Quote Rosa nei CDA d’Europa: proposta di legge
Mercoledì scorso (12 Novembre), Viviane Reding, commissaria Ue per la giustizia, aveva annunciato trionfalmente su Twitter che la Commissione aveva adottato la sua proposta di legge europea che prevede l’imposizione del 40% di donne nei CDA da qui al 2020.
In realtà , ad una più attenta analisi, si è scoperto che il testo adottato dall’esecutivo Ue (ora all’esame dell’Europarlamento e poi del Consiglio), mostra delle sostanziali differenze da quello iniziale.
Dall’iniziale proposta di quota obbligatoria per tutti i consigli di amministrazione delle aziende, la nuova direttiva prevede che entro la data indicata del 2020, solo le società più grandi (5mila in tutto) debbano provvedere all’assunzione di donne.
Non rientrano quindi le piccole e medie imprese, con meno di 250 dipendenti e un fatturato annuo inferiore ai 50 milioni di euro.

* RECORD FORNITI:
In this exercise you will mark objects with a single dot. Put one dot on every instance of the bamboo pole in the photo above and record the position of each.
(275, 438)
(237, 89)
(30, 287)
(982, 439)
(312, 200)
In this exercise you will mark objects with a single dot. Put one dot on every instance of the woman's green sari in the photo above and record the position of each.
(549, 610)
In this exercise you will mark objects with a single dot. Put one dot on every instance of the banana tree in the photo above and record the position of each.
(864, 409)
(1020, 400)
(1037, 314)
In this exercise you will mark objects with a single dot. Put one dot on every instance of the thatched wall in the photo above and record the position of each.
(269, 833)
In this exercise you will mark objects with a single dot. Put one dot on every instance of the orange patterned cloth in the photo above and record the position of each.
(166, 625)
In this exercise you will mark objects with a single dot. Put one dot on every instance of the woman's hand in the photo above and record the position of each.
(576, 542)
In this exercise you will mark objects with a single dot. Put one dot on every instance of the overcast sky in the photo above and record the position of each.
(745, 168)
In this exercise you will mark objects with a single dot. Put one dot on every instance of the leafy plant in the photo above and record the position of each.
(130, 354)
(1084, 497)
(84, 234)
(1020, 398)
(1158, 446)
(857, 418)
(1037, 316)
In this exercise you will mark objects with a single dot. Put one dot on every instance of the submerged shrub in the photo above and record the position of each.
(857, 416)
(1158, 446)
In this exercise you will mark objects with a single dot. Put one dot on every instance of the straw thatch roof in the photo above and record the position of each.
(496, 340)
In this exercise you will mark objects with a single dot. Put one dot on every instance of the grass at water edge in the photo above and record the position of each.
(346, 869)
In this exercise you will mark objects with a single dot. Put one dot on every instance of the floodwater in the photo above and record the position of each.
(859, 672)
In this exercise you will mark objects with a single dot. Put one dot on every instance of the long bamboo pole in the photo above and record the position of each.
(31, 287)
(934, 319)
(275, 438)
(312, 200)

* DA FARE:
Trascrivi dal testo sulle quote rosa nei CDA il passo compreso tra "In realtà , ad" e "milioni di euro.", estremi inclusi. I record non servono per questo esercizio.

* RISPOSTA:
In realtà , ad una più attenta analisi, si è scoperto che il testo adottato dall’esecutivo Ue (ora all’esame dell’Europarlamento e poi del Consiglio), mostra delle sostanziali differenze da quello iniziale.
Dall’iniziale proposta di quota obbligatoria per tutti i consigli di amministrazione delle aziende, la nuova direttiva prevede che entro la data indicata del 2020, solo le società più grandi (5mila in tutto) debbano provvedere all’assunzione di donne.
Non rientrano quindi le piccole e medie imprese, con meno di 250 dipendenti e un fatturato annuo inferiore ai 50 milioni di euro.